-- Opening Marker --

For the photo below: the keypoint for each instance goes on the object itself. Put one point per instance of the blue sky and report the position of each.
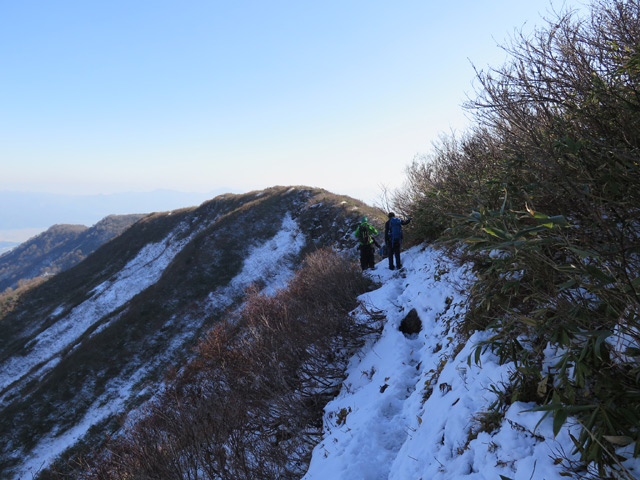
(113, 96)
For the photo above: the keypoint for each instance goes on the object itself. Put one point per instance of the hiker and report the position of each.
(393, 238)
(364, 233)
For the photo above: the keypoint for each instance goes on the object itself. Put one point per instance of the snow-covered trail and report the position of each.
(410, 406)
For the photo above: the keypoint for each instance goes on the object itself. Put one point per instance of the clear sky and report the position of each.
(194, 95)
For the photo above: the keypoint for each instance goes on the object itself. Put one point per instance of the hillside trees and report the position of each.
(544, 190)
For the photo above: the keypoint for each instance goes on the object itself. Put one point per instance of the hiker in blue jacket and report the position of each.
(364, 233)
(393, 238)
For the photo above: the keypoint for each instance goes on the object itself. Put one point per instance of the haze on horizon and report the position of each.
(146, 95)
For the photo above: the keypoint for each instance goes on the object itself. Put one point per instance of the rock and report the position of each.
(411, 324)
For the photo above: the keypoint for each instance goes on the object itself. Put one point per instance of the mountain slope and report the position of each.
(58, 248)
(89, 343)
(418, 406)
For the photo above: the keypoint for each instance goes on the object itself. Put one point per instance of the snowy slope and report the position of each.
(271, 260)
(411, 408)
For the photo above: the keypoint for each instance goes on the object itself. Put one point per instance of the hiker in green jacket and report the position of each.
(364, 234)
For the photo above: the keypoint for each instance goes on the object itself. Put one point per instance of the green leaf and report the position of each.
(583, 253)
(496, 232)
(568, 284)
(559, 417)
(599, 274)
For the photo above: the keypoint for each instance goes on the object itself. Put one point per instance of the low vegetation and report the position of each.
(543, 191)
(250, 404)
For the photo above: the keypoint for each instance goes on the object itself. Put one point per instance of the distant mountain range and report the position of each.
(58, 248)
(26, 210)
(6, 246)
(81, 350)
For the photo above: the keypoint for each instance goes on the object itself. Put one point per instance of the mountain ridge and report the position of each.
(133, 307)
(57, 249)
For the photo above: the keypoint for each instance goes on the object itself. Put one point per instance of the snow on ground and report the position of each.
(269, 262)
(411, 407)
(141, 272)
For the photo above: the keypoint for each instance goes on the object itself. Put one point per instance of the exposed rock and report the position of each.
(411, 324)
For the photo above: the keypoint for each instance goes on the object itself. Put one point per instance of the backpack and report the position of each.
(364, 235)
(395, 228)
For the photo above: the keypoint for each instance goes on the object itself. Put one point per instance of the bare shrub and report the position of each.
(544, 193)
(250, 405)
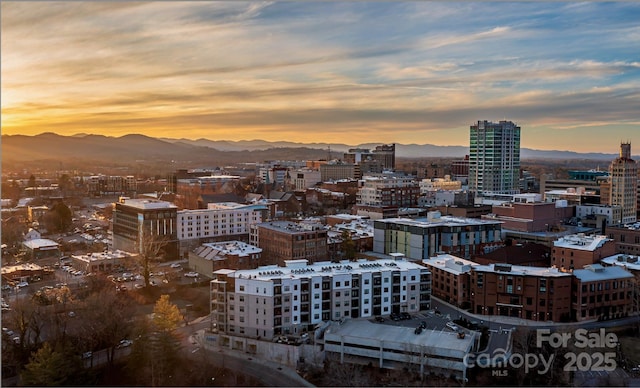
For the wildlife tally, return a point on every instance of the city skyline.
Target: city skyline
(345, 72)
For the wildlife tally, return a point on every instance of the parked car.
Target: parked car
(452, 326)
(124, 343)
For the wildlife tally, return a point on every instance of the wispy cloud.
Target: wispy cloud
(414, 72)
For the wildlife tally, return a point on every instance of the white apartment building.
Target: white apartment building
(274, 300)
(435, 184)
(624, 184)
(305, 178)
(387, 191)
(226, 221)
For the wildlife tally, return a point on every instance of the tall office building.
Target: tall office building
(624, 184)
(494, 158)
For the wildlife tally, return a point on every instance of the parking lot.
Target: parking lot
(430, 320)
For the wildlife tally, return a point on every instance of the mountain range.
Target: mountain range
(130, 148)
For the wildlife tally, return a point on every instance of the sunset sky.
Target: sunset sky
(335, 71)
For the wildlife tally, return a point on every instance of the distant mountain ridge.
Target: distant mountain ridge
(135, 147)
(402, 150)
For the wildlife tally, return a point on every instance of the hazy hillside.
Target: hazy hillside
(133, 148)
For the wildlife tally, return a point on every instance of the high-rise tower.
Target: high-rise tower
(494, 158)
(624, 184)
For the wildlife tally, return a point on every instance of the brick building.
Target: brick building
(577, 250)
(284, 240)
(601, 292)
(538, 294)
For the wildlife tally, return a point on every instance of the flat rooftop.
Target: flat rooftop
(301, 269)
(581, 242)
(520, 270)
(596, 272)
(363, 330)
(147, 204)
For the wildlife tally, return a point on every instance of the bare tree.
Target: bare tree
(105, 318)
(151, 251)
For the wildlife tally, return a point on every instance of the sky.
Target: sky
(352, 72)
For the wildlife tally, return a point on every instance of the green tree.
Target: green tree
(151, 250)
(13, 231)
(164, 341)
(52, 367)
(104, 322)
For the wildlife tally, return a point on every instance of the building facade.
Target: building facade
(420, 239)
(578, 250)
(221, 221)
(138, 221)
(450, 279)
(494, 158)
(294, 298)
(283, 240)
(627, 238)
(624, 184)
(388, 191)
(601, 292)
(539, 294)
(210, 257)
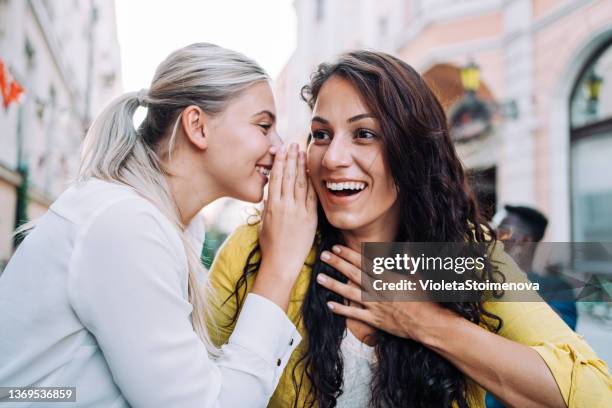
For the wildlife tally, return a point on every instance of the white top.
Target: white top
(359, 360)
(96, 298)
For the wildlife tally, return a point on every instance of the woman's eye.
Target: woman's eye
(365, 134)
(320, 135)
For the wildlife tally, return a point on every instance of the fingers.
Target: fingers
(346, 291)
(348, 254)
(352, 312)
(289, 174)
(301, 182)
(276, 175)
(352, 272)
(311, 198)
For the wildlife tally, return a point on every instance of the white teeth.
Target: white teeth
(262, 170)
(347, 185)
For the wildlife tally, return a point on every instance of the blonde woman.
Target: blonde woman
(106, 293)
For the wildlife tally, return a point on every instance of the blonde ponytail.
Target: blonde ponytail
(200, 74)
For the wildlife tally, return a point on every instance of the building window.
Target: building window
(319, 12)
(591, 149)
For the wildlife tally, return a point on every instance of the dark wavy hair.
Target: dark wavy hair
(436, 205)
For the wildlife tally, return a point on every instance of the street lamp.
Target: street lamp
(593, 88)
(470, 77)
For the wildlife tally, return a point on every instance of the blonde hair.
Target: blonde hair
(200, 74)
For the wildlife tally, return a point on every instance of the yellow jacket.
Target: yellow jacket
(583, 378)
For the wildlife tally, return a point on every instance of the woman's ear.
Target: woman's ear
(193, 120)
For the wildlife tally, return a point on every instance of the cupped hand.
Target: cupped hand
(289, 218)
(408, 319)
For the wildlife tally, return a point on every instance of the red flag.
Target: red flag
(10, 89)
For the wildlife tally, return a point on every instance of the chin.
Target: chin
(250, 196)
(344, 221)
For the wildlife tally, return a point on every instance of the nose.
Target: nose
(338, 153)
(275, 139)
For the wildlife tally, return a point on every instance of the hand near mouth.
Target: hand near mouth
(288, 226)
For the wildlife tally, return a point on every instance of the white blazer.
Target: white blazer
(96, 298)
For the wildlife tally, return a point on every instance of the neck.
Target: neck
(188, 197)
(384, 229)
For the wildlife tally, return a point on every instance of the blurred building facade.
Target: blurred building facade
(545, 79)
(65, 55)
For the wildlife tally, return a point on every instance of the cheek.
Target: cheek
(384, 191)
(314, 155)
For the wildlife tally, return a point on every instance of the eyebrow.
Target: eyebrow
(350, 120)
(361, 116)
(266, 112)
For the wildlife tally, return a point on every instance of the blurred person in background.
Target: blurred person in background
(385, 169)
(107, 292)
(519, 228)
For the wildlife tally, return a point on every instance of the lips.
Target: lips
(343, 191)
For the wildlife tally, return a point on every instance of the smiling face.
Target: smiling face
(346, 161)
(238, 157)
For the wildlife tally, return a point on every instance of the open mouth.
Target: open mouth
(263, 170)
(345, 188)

-- Closing Marker --

> _Exercise_:
Could the data above be copied out exactly, with no pictures kept?

> _Result of the exercise_:
For the photo below: the keypoint for each instance goes on the object itself. Put one point per instance of the blue sky and report the position of each.
(113, 96)
For the photo above: the keypoint for each instance goes on the object itself. Put one point per instance of the hiker and report the position of each.
(393, 238)
(364, 233)
For the photo above: the keypoint for each instance goes on the object itself. Put one point per instance of the snow-covered trail and report the position of each.
(410, 406)
For the photo above: the keypoint for each instance goes on the object itself. Put one point per instance of the clear sky and report the position of each.
(194, 95)
For the photo above: the keypoint for each instance goes on the object itself. Put one point per instance of the hillside trees and report the position of each.
(544, 190)
For the photo above: the keypoint for each instance goes on the object itself. Put one point per instance of the hiker in blue jacket and report the position of each.
(364, 233)
(393, 238)
For the photo above: the keypoint for each instance goes on the object itself. Put one point per instance of the haze on horizon and report the position of each.
(146, 95)
For the photo above: the keypoint for each instance goes on the object itself. Put one point per instance of the rock and report the position of each.
(411, 324)
For the photo above: the keypoint for each instance goes on the object itself. Put one point per instance of the mountain slope and report the position of each.
(58, 248)
(89, 343)
(418, 406)
For the photo above: the keypoint for each instance goes on the object itself. Put one point per instance of the snowy slope and report the position of each.
(271, 260)
(411, 408)
For the photo above: the keypoint for each instance goes on the object itself. Put one point per instance of the hiker in green jacket and report the position of each.
(364, 234)
For the photo above: the keypoint for each instance goes on the object itself. Put one point per instance of the green leaf and report the position of each.
(583, 253)
(496, 232)
(568, 284)
(559, 417)
(599, 274)
For the photo above: the keypoint for each instance goes on the object itself. Put one point per instance of the low vegetation and report the position of each.
(543, 191)
(250, 404)
For the photo above: the keypoint for each instance goes on the object itself. Put one point per instance of the distant mountain range and report the position of each.
(58, 248)
(26, 210)
(6, 246)
(81, 350)
For the photo above: the keypoint for each instance goes on the object itself. Put one point per instance of the mountain ridge and report the position of each.
(133, 307)
(57, 249)
For the photo above: the keypoint for each instance goes on the object itself. Put one point per instance of the snow on ground and report the position of each.
(269, 262)
(411, 407)
(141, 272)
For the photo above: the keypoint for each instance goes on the object itself. Put one point per instance of the exposed rock and report the position of each.
(411, 324)
For the photo above: the keypoint for each instance goes on the object itself. Put one point per instance of the backpack and report the position of each.
(364, 235)
(395, 228)
For the photo above: the keypoint for each instance goes on the object itself. Put one point per instance of the bare shrub and report the position of each.
(544, 193)
(250, 405)
For the wildlife tally, return a point on every instance of the city skyline.
Target: city skyline
(345, 72)
For the wildlife tally, return a point on every instance of the parked car.
Target: parked car
(452, 326)
(124, 343)
For the wildlife tally, return a point on every instance of the wispy cloud.
Target: wispy cloud
(414, 72)
For the wildlife tally, return a point on every instance of the white apartment building.
Target: white apartment building
(274, 300)
(435, 184)
(624, 184)
(305, 178)
(387, 191)
(226, 221)
For the wildlife tally, return a point on every instance of the tall office building.
Target: tall office building
(624, 184)
(494, 158)
For the wildlife tally, return a point on every instance of the parking lot.
Target: parking lot
(430, 320)
For the wildlife tally, return a point on every instance of the mountain range.
Target: mountain range
(130, 148)
For the wildlife tally, return a point on every instance of the sunset sky.
Target: sunset sky
(335, 71)
For the wildlife tally, return a point on every instance of the distant mountain ridge.
Target: distant mountain ridge
(135, 147)
(402, 150)
For the wildlife tally, return a point on every instance of the hazy hillside.
Target: hazy hillside
(133, 148)
For the wildlife tally, return a point on every instance of the high-rise tower.
Target: high-rise tower
(494, 158)
(624, 184)
For the wildlife tally, return a point on every instance of the brick building.
Target: brick building
(577, 250)
(284, 240)
(601, 292)
(538, 294)
For the wildlife tally, return a point on every instance of the flat rooftop.
Target: flat rooftop
(301, 269)
(581, 242)
(520, 270)
(596, 272)
(363, 330)
(147, 204)
For the wildlife tally, return a point on every instance of the bare tree.
Target: bare tree
(105, 318)
(151, 251)
For the wildlife tally, return a point on every instance of the sky.
Target: sky
(352, 72)
For the wildlife tally, return a point on every instance of the green tree.
Target: green tree
(151, 250)
(13, 231)
(164, 341)
(52, 367)
(104, 322)
For the wildlife tally, return a point on every instance of the building facade.
Target: building facade
(420, 239)
(578, 250)
(221, 221)
(138, 221)
(450, 279)
(494, 158)
(294, 298)
(283, 240)
(627, 238)
(624, 184)
(388, 191)
(601, 292)
(539, 294)
(210, 257)
For the wildlife tally, return a point on every instance of the white top.
Target: white top
(359, 360)
(96, 298)
For the wildlife tally, return a point on every instance of the woman's eye.
Target: woman's eye
(365, 134)
(320, 135)
For the wildlife tally, return a point on every instance of the fingers.
Target: fingers
(346, 291)
(348, 254)
(352, 312)
(289, 174)
(301, 182)
(276, 175)
(352, 272)
(311, 198)
For the wildlife tally, return a point on every instance of the white teeth.
Target: white teeth
(262, 170)
(347, 185)
For the wildlife tally, return a point on every instance of the blonde woman.
Target: blonde woman
(106, 293)
For the wildlife tally, return a point on every instance of the blonde ponytail.
Target: blonde ponytail
(200, 74)
For the wildlife tally, return a point on every instance of the building window.
Target: building window
(319, 12)
(591, 149)
For the wildlife tally, return a point on every instance of the dark wavy hair.
Target: dark wavy hair
(436, 205)
For the wildlife tally, return a point on every instance of the street lamp.
Target: street lamp
(593, 88)
(470, 77)
For the wildlife tally, return a point on every instance of the blonde hair.
Target: blonde hair
(200, 74)
For the wildlife tally, return a point on every instance of the yellow jacket.
Target: yellow jacket
(583, 378)
For the wildlife tally, return a point on every instance of the woman's ear.
Target: woman's ear
(193, 120)
For the wildlife tally, return a point on every instance of the cupped hand.
Target: cupped hand
(289, 218)
(408, 319)
For the wildlife tally, return a point on every instance of the red flag.
Target: red flag
(10, 89)
For the wildlife tally, return a point on every instance of the chin.
Target: chin
(250, 196)
(344, 221)
For the wildlife tally, return a point on every instance of the nose.
Target: nose
(338, 153)
(275, 139)
For the wildlife tally, return a point on every instance of the hand near mouth.
Target: hand near mouth
(288, 226)
For the wildlife tally, return a point on every instance of the white blazer.
Target: white blazer
(96, 298)
For the wildlife tally, return a point on every instance of the neck.
Target: neck
(188, 197)
(384, 229)
For the wildlife tally, return a point on every instance of the blurred building facade.
Target: blurred building facade
(545, 79)
(65, 55)
For the wildlife tally, return a point on every instance of the cheek.
Target: cheek
(384, 191)
(314, 155)
For the wildlife tally, return a point on every instance of the eyebrow.
Target: eyebrow
(350, 120)
(361, 116)
(266, 112)
For the wildlife tally, return a point on every instance of the blurred person in background.
Target: blurred person in background
(385, 169)
(107, 292)
(519, 228)
For the wildlife tally, return a point on every instance of the lips.
Target: lips
(343, 191)
For the wildlife tally, return a point on every instance of the smiling face.
Target: smiling face
(346, 161)
(238, 157)
For the wildlife tally, return a point on every instance of the open mouth.
Target: open mouth
(263, 170)
(345, 188)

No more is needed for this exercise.